:: 题目 A ::
根据下面的访谈节选回答:
(i) 海男从什么时候开始读纸质书?
(ii) 海男认为,诗歌首先必须迷失读者的什么?
(iii) 崖丽娟提到,海男毕业于哪里?

:: 阅读节选 ::
*****
海男:互联网带来了更多人对纸质书的遗弃,这一直是我生活中为之抵抗的。从年轻时代就读纸质书,这个习惯保持到了今天。而且我对不同版本的纸质书总是不停止收藏。每天阅读,分好几个时段,根本就不习惯读电子书。纸质书不仅在书屋,床上,客厅,也会随同我去旅途。箱子里有一本书,还有纸质的传统笔记来,便于用手绘钢笔画,写杂记。而纸质书仿佛就是灵魂,伴随我的身体出入任何地方。另一个原因,一个写作者写书、出版,就更热爱纸质书了。

所有的书,小说散文诗歌都意味着你要与语言相遇,阅读仿佛是一场场相遇,为什么相遇?世界上的书籍太多了,人短暂的一生是无法读完全世界所有图书的,人一生遇到的事和人,都是上苍安排的。阅读诗歌同样是一次神秘的相遇,首先,诗歌必须迷失我的感官和触力,然后迷失我的意念思想和行为迷失我的时光,只有这样的诗歌会勾引我往下读,就像爱情,就是一见钟情,如果没有此基础,任何东西都只是陪衬而已。

崖丽娟:阅读对您创作产生什么影响?您毕业于鲁迅文学院·北京师范大学文艺理论研究生班。我们发现,很多好诗人也是很好的批评家,反之,很多好的批评家的诗写得也很好,您关注诗歌评论吗?
*****
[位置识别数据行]
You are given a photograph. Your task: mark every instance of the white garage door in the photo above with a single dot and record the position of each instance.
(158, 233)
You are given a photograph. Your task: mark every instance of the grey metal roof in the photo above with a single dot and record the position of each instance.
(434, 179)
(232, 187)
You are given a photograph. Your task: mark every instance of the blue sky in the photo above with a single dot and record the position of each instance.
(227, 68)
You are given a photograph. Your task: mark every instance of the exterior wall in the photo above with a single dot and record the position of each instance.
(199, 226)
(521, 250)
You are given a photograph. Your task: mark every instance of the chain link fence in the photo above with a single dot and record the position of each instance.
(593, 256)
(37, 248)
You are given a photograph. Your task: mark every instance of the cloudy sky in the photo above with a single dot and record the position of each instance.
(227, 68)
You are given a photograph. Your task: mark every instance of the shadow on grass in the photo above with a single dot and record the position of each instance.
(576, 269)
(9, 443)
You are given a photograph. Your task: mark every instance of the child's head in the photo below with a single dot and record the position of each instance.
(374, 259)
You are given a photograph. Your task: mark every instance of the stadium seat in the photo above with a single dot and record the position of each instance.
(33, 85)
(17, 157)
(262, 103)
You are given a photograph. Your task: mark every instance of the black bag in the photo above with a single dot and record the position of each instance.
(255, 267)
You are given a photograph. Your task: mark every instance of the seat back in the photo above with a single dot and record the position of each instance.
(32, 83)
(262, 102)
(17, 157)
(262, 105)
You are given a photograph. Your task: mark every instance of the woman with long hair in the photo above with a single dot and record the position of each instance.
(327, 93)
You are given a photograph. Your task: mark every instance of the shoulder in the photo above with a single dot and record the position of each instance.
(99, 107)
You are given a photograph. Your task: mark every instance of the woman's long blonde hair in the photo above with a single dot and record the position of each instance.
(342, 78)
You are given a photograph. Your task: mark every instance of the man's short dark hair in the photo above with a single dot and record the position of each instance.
*****
:: 题目 B ::
照录上面的位置识别数据行:从含有“of the stadium”的那一行开始,到这些数据行的最后一行结束,首尾两行都要包括。

:: 作答结果 A ::
(i) 从年轻时代起。
(ii) 感官和触力。
(iii) 鲁迅文学院·北京师范大学文艺理论研究生班。

:: 作答结果 B ::
You are given a photograph. Your task: mark every instance of the stadium seat in the photo above with a single dot and record the position of each instance.
(33, 85)
(17, 157)
(262, 103)
You are given a photograph. Your task: mark every instance of the black bag in the photo above with a single dot and record the position of each instance.
(255, 267)
You are given a photograph. Your task: mark every instance of the seat back in the photo above with a single dot and record the position of each instance.
(32, 83)
(262, 102)
(17, 157)
(262, 105)
You are given a photograph. Your task: mark every instance of the woman with long hair in the photo above with a single dot and record the position of each instance.
(327, 93)
You are given a photograph. Your task: mark every instance of the shoulder in the photo above with a single dot and record the position of each instance.
(99, 107)
You are given a photograph. Your task: mark every instance of the woman's long blonde hair in the photo above with a single dot and record the position of each instance.
(342, 78)
You are given a photograph. Your task: mark every instance of the man's short dark hair in the photo above with a single dot and record the position of each instance.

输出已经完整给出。